[WHAT IS REQUIRED]
The answer should hold nothing but the lines from the one with "box: [70, 577, 138, 652]" through the end of the listing below, each exactly as written.

[DATA SUPPLIED]
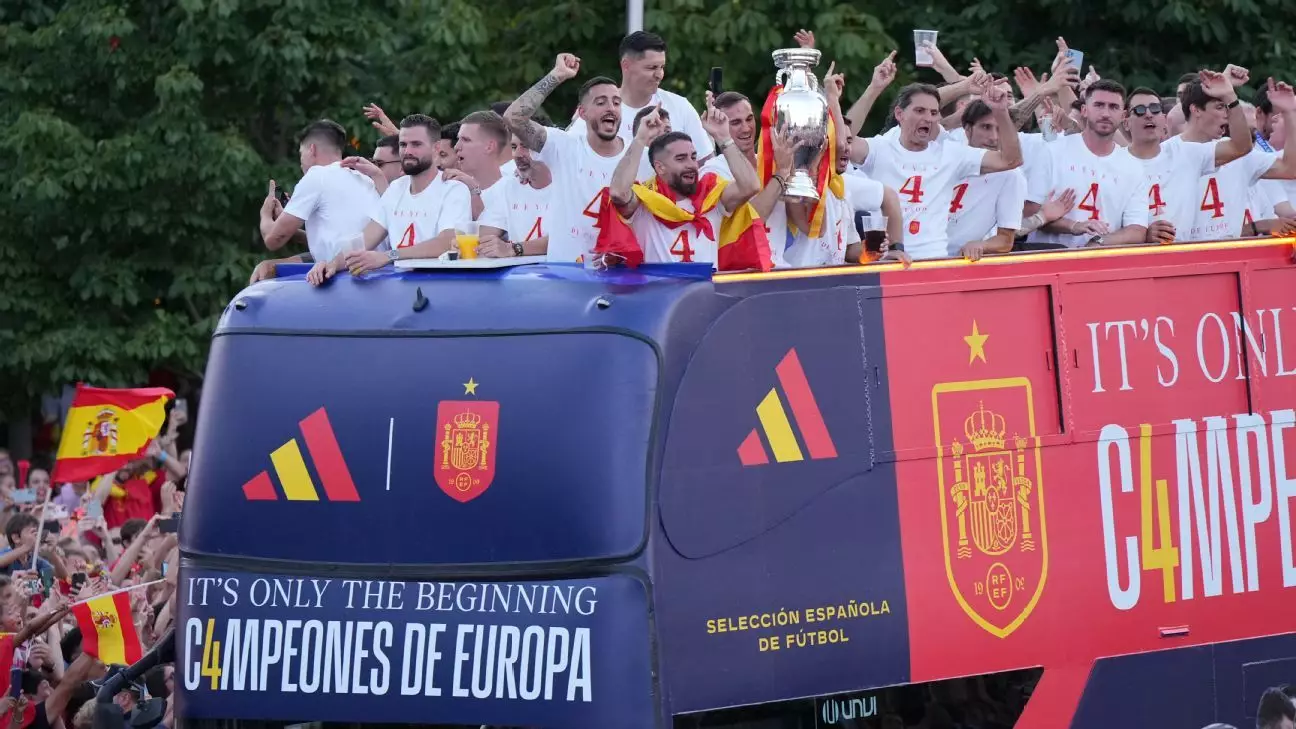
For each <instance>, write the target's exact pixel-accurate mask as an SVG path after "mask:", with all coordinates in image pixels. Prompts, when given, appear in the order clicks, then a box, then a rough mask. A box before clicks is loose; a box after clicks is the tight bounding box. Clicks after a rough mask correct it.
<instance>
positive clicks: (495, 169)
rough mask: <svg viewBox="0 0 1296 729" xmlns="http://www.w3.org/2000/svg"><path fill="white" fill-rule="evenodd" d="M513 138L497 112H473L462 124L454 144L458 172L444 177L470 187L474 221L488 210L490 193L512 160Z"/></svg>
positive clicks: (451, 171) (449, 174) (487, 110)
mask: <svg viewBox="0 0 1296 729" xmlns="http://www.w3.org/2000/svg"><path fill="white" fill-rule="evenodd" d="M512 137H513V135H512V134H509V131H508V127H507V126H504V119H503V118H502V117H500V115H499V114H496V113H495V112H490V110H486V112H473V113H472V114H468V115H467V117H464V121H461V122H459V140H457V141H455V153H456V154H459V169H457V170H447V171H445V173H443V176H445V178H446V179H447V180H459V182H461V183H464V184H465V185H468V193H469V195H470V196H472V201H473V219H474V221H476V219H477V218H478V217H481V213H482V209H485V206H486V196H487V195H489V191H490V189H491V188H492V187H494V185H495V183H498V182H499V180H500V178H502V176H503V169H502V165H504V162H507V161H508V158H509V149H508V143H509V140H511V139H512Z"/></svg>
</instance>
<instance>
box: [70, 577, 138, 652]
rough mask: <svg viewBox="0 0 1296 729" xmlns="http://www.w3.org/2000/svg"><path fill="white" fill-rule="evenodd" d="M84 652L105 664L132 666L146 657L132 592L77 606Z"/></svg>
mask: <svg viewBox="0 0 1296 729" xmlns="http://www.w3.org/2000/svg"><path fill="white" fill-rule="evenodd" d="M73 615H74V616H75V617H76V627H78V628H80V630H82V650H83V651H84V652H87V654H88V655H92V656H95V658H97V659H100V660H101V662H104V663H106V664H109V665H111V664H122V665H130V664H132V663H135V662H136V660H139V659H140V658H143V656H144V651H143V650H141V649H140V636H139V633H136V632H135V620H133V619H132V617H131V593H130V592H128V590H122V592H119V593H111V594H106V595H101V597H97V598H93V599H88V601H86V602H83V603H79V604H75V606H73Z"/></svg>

[ANSWER BELOW]
box: [70, 577, 138, 652]
rough mask: <svg viewBox="0 0 1296 729" xmlns="http://www.w3.org/2000/svg"><path fill="white" fill-rule="evenodd" d="M84 652L105 664L132 666L146 657L132 592L77 606Z"/></svg>
mask: <svg viewBox="0 0 1296 729" xmlns="http://www.w3.org/2000/svg"><path fill="white" fill-rule="evenodd" d="M73 615H74V616H75V617H76V627H78V628H80V630H82V650H83V651H84V652H87V654H88V655H92V656H95V658H97V659H100V660H101V662H104V663H106V664H109V665H111V664H122V665H130V664H132V663H135V662H136V660H139V659H140V658H143V656H144V651H143V650H141V649H140V636H139V633H136V632H135V620H133V619H132V617H131V593H130V592H128V590H122V592H119V593H111V594H106V595H101V597H97V598H93V599H88V601H86V602H83V603H79V604H75V606H73Z"/></svg>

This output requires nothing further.